Start of PROVIDED DATA

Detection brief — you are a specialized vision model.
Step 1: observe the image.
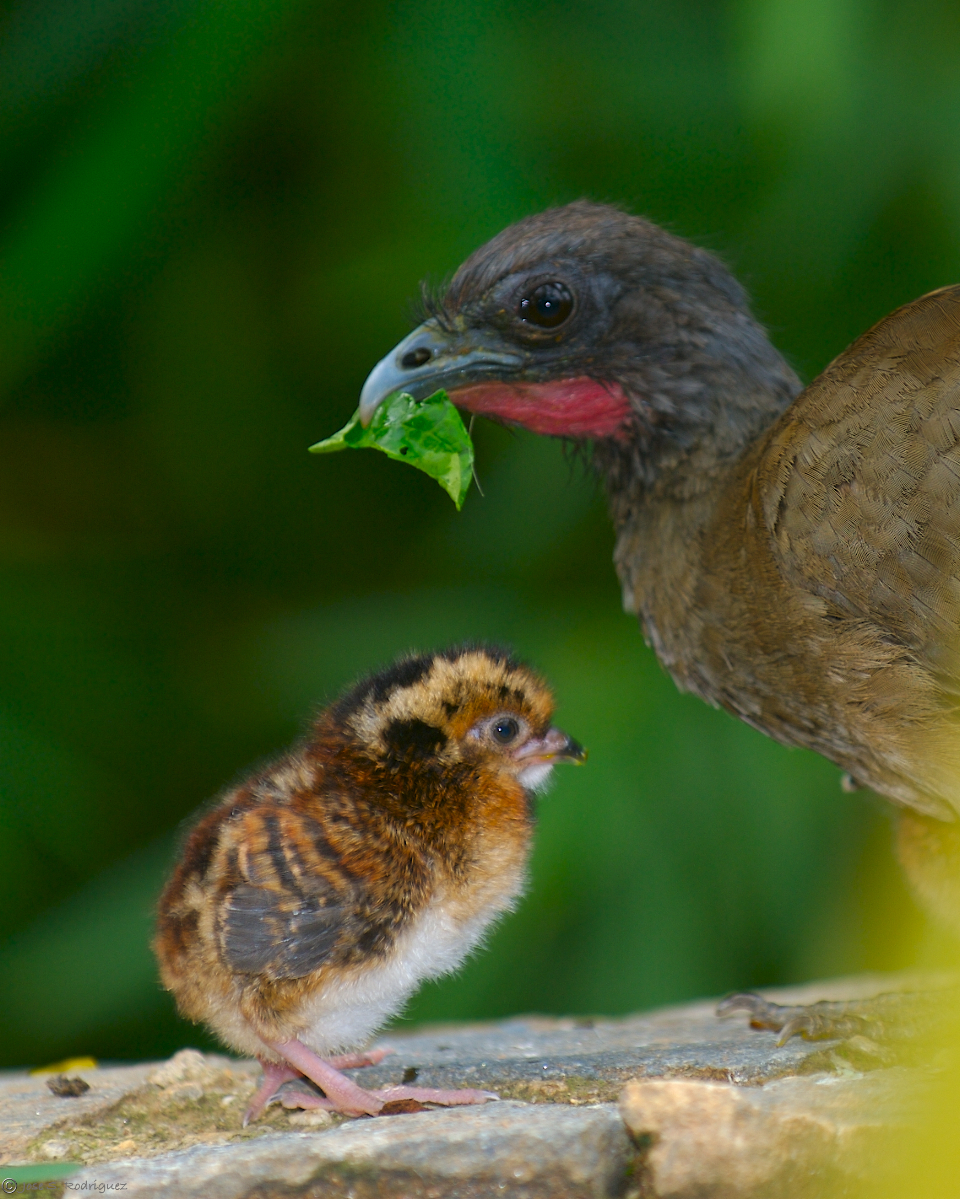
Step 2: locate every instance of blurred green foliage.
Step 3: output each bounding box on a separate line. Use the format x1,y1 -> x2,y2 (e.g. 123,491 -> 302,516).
1,0 -> 959,1068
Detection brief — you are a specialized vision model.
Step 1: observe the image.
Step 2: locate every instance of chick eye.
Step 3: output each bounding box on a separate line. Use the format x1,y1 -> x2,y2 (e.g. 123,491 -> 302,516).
492,717 -> 520,744
518,282 -> 573,329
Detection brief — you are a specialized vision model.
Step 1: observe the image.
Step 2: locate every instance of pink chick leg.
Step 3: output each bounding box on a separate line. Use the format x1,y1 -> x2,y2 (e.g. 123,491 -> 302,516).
244,1046 -> 395,1123
265,1038 -> 498,1116
266,1038 -> 388,1116
243,1059 -> 302,1126
373,1084 -> 499,1106
326,1047 -> 393,1069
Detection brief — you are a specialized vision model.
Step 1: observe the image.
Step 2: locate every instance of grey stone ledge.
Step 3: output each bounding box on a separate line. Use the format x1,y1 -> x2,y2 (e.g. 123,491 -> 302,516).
67,1101 -> 632,1199
1,973 -> 946,1197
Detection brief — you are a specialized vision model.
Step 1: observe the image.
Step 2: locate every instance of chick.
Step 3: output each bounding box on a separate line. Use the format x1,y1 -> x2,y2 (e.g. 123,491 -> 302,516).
154,645 -> 584,1122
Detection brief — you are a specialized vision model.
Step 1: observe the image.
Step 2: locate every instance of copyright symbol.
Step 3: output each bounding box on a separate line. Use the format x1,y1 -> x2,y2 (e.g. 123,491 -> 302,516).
2,1180 -> 17,1194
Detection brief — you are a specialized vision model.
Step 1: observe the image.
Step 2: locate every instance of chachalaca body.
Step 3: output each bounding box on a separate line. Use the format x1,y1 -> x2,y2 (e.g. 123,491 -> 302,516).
359,202 -> 960,1038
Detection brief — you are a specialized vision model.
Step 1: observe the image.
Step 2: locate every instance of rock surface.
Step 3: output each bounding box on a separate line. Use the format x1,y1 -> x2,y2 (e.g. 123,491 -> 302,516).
0,974 -> 942,1197
0,1061 -> 159,1165
620,1068 -> 923,1198
64,1102 -> 633,1199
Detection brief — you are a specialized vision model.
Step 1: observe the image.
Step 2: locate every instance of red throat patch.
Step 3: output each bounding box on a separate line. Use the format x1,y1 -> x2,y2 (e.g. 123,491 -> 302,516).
449,377 -> 631,440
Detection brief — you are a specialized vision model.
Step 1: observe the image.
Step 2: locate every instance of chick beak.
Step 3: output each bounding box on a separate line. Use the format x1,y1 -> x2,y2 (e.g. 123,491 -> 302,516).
514,727 -> 587,767
358,319 -> 525,426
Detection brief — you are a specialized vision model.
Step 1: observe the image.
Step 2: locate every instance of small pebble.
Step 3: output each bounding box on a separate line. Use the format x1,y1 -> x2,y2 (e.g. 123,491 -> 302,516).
46,1075 -> 90,1098
148,1048 -> 216,1088
287,1109 -> 335,1128
41,1140 -> 74,1160
112,1139 -> 137,1154
380,1098 -> 428,1115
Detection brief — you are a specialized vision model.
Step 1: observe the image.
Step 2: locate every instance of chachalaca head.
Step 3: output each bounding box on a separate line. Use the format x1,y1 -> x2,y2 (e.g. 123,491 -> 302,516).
360,201 -> 801,500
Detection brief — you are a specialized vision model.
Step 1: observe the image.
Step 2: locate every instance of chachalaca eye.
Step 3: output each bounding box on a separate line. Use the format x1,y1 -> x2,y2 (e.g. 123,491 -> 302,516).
518,282 -> 573,329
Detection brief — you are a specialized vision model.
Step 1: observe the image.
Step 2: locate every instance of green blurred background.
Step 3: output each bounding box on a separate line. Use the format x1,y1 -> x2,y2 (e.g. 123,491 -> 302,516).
1,0 -> 958,1069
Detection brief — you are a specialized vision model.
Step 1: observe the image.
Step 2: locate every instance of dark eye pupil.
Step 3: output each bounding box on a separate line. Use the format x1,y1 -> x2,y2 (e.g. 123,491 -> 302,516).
518,282 -> 573,329
493,718 -> 519,744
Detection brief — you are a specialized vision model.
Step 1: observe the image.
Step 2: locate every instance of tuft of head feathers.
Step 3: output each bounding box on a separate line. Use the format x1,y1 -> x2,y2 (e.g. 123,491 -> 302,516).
329,644 -> 554,770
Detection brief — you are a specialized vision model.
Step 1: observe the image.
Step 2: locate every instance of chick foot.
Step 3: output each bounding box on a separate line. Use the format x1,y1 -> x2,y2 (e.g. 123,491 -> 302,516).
263,1037 -> 498,1118
717,988 -> 952,1056
244,1046 -> 393,1123
276,1083 -> 499,1112
374,1084 -> 499,1106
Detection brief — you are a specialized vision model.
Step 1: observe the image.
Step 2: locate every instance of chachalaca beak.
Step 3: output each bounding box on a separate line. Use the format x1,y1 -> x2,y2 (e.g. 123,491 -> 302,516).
359,320 -> 525,426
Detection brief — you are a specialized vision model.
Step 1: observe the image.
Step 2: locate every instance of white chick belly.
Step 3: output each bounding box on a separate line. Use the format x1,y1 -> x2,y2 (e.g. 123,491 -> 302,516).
297,883 -> 520,1056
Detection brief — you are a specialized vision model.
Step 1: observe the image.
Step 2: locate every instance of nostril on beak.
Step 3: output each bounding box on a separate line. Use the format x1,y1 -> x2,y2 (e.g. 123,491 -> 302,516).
401,347 -> 432,369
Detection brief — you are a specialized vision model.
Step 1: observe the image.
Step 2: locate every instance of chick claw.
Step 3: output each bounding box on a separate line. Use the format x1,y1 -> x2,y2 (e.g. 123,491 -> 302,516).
244,1060 -> 304,1126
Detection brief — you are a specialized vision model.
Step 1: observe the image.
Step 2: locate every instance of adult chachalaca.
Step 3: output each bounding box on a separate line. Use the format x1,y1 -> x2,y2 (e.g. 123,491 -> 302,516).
358,201 -> 960,1042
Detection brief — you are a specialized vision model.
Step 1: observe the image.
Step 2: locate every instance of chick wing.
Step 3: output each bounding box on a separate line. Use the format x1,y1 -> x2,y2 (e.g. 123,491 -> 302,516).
216,806 -> 355,980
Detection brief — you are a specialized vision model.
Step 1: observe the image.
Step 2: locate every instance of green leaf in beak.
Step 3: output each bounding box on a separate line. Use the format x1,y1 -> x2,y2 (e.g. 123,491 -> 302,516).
309,390 -> 474,509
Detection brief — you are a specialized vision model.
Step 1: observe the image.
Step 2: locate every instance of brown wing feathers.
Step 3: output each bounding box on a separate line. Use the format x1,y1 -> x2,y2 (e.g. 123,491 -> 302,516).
218,882 -> 344,978
758,285 -> 960,671
156,757 -> 421,992
689,286 -> 960,816
216,807 -> 353,979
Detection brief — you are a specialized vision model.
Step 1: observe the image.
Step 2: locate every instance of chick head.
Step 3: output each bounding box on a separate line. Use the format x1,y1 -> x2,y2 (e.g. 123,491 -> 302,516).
330,644 -> 584,792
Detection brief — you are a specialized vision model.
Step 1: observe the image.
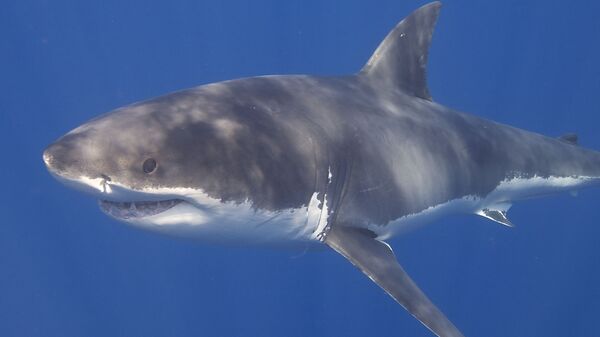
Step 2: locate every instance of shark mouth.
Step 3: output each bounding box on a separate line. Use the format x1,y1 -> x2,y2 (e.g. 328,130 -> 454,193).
99,199 -> 183,219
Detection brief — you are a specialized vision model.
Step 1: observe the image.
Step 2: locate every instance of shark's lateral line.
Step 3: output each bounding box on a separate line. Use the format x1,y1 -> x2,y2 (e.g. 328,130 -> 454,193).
43,2 -> 600,337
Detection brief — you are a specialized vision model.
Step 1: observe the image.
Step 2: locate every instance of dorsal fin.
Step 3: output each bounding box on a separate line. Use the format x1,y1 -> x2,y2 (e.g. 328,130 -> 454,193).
359,2 -> 442,101
558,133 -> 578,145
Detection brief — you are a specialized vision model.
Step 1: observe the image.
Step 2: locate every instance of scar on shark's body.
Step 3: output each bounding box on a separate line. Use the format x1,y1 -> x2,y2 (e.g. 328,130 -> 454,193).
43,2 -> 600,337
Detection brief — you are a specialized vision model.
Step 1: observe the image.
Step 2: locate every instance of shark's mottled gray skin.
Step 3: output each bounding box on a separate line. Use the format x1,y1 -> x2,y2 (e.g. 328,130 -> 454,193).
43,2 -> 600,337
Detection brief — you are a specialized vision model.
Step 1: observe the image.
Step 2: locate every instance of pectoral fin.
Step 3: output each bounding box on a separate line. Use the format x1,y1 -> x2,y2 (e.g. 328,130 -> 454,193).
324,226 -> 465,337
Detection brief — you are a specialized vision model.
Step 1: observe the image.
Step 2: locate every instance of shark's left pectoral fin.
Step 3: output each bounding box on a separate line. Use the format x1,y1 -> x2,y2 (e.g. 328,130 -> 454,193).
324,226 -> 465,337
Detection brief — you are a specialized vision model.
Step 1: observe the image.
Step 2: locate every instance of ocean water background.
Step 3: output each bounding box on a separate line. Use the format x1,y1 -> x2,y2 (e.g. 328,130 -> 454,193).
2,0 -> 600,336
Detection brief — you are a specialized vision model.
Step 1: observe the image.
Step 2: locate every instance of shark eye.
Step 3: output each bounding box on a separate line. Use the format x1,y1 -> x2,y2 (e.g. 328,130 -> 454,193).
142,158 -> 157,174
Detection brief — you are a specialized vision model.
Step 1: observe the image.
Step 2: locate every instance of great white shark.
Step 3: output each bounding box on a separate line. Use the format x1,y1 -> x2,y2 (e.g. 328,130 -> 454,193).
42,2 -> 600,336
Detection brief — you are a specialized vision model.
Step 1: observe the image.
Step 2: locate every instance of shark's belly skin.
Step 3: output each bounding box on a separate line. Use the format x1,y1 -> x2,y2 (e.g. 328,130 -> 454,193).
100,184 -> 331,245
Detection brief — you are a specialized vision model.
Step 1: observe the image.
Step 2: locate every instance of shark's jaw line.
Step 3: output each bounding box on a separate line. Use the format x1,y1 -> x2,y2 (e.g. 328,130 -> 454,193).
98,199 -> 183,219
53,174 -> 332,244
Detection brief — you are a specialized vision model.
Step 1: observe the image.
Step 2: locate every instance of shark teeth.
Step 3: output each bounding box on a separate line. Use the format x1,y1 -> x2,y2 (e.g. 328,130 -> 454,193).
98,199 -> 182,219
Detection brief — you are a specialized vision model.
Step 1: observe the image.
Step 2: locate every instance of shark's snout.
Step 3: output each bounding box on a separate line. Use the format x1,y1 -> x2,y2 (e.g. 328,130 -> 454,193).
43,128 -> 110,180
42,136 -> 81,177
42,143 -> 65,176
42,146 -> 53,170
43,142 -> 63,174
43,136 -> 111,198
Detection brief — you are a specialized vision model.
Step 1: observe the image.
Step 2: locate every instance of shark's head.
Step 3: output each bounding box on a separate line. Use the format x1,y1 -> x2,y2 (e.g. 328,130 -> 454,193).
43,83 -> 322,242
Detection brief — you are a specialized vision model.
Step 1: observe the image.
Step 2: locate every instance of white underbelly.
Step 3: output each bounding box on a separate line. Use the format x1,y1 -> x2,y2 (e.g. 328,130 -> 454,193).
371,175 -> 599,240
111,175 -> 597,244
122,191 -> 329,245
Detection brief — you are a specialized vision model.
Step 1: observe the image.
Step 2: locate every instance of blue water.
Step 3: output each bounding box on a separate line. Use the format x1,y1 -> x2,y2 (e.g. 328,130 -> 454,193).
2,1 -> 600,336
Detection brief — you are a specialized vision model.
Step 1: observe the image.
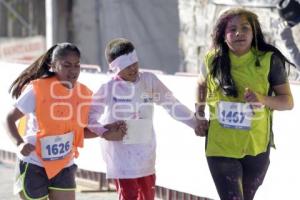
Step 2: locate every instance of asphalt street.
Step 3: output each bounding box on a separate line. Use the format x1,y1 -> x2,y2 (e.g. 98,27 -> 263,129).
0,160 -> 118,200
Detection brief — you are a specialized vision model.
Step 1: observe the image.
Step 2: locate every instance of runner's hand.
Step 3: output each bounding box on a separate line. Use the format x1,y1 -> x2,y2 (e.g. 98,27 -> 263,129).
194,116 -> 208,137
18,143 -> 35,156
244,88 -> 265,109
102,129 -> 126,141
103,121 -> 127,141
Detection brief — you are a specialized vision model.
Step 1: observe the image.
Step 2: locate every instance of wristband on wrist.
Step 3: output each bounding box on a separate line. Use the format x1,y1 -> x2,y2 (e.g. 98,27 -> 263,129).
194,111 -> 205,121
195,103 -> 205,115
197,111 -> 205,116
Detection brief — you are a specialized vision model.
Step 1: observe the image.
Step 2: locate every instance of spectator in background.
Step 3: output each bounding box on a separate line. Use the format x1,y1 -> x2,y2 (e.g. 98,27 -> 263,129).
278,22 -> 300,69
277,0 -> 300,69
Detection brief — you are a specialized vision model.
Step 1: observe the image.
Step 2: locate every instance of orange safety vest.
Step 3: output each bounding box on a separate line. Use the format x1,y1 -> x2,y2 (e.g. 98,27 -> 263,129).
32,76 -> 92,179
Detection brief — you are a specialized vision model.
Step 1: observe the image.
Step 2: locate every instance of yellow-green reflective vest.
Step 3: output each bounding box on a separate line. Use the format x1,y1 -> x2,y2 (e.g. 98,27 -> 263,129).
205,49 -> 272,158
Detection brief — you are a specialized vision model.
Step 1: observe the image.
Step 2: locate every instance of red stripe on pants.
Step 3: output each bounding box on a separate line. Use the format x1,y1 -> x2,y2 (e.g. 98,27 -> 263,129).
114,174 -> 156,200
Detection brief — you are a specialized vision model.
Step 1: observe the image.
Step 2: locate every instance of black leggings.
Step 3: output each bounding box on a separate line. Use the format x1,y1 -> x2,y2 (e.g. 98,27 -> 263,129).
207,147 -> 270,200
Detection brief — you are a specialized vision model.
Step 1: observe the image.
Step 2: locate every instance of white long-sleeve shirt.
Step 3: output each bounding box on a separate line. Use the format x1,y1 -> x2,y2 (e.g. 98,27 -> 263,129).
88,72 -> 197,178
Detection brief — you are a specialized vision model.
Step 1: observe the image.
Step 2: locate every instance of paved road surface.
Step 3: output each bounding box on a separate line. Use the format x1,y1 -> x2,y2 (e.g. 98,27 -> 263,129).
0,161 -> 118,200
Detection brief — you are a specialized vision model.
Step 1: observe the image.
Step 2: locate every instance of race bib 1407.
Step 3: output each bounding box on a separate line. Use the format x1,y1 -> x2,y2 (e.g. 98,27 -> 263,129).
217,101 -> 253,130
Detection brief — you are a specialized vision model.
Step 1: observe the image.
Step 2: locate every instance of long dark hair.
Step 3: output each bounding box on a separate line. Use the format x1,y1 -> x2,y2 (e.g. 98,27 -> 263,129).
211,8 -> 294,97
9,43 -> 80,98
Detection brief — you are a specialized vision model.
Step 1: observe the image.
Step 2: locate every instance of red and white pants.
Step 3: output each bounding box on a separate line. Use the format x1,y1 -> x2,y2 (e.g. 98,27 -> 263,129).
114,174 -> 156,200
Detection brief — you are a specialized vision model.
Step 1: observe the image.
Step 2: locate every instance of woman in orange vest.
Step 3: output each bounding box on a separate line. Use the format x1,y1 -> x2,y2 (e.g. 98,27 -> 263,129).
6,43 -> 125,200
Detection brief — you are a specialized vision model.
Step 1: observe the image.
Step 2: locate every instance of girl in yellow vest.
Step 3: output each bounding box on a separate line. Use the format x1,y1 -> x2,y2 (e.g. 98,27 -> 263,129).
6,43 -> 125,200
195,8 -> 294,200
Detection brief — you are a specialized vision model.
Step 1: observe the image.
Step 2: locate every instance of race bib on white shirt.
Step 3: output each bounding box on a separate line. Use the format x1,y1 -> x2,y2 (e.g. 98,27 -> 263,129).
217,101 -> 253,130
123,119 -> 153,144
40,131 -> 73,161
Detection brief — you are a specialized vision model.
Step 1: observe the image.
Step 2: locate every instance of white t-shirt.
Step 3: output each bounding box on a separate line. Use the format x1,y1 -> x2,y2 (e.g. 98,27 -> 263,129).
88,72 -> 196,178
14,84 -> 73,167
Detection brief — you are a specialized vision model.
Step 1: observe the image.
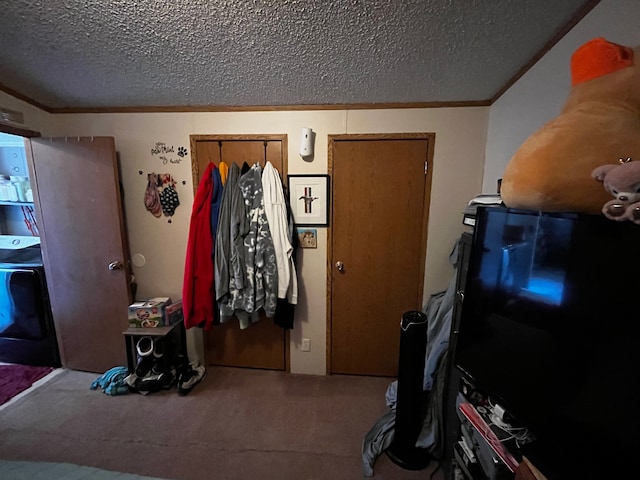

End of PROVIDED DATA

# TASK GOAL
The copy must begin with the line containing "Step 2: locate every instance of girl", end with the last line of the material, match each line exactly, and hold no pictures.

# ANSWER SPACE
Step 2: locate every instance of girl in yellow vest.
Step 3: output each bounding box on a separate line. Use the format x1,y1 -> x2,y2 (e.g. 98,27 -> 263,129).
6,43 -> 125,200
195,8 -> 294,200
Detection brief — you are a specialized vision model.
Step 1: observe the image.
Step 2: locate every instance of race bib on white shirt.
Step 3: output each bounding box on a separate line. Use the format x1,y1 -> x2,y2 (e.g. 98,27 -> 263,129).
217,101 -> 253,130
123,119 -> 153,144
40,131 -> 73,161
Detection brief — you are a specialized vision model.
Step 1: observe the image.
Step 2: locate every instance of white t-shirt.
Step 3: output each bounding box on a separate line. Use the format x1,y1 -> x2,y2 (e.g. 98,27 -> 263,129).
88,72 -> 196,178
14,84 -> 73,167
Detection brief — you are a specialized vision model.
Step 1: observe the image.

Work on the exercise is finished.